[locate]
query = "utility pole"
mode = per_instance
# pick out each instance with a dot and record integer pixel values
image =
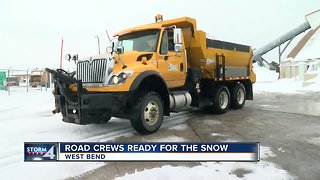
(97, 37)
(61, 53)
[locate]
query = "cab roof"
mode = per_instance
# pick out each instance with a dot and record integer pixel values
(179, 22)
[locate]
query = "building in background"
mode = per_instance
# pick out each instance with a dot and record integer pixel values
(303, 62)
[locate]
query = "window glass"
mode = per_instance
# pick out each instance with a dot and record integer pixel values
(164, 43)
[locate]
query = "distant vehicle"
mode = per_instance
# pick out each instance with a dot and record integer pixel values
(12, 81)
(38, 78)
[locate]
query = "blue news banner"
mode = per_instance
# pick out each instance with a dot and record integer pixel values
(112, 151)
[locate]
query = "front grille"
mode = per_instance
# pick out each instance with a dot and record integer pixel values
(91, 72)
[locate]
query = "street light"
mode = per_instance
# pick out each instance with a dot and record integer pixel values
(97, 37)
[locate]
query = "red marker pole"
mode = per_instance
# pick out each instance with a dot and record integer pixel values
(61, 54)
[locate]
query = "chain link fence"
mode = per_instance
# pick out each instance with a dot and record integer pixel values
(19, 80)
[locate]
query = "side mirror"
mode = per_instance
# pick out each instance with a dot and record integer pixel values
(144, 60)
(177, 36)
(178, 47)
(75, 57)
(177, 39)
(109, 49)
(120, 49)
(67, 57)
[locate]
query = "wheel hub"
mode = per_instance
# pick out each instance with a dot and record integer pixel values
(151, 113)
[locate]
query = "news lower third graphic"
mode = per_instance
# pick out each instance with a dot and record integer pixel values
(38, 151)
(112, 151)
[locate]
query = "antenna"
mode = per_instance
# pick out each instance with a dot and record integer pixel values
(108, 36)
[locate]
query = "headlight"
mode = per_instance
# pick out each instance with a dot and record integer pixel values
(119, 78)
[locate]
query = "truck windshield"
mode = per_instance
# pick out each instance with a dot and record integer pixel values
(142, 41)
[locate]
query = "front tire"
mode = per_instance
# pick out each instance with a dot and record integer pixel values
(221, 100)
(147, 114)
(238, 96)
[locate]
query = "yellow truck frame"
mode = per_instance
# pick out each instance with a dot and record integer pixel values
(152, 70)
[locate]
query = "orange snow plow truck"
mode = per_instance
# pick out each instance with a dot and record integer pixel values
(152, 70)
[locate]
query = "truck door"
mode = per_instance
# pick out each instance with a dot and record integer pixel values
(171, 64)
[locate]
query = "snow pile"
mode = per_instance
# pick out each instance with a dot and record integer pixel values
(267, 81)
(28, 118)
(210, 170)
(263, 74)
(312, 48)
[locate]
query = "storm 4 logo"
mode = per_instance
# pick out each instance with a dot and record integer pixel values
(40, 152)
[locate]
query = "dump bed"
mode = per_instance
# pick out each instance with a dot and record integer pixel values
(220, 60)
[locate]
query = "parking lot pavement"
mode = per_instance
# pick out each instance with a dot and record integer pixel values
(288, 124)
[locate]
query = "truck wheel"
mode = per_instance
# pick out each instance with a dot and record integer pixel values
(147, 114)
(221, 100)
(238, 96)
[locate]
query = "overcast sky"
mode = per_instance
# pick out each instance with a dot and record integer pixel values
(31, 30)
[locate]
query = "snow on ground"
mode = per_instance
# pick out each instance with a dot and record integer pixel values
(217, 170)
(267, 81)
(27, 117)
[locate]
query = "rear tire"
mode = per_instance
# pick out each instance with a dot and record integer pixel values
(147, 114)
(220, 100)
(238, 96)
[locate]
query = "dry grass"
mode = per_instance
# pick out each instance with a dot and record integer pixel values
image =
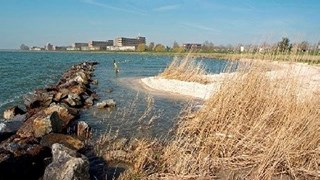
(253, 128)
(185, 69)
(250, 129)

■ Goal of the exercise ■
Copy whichever lines of the records above contain the word "front".

■ Exercise output ■
query = "front grille"
query = "front tire"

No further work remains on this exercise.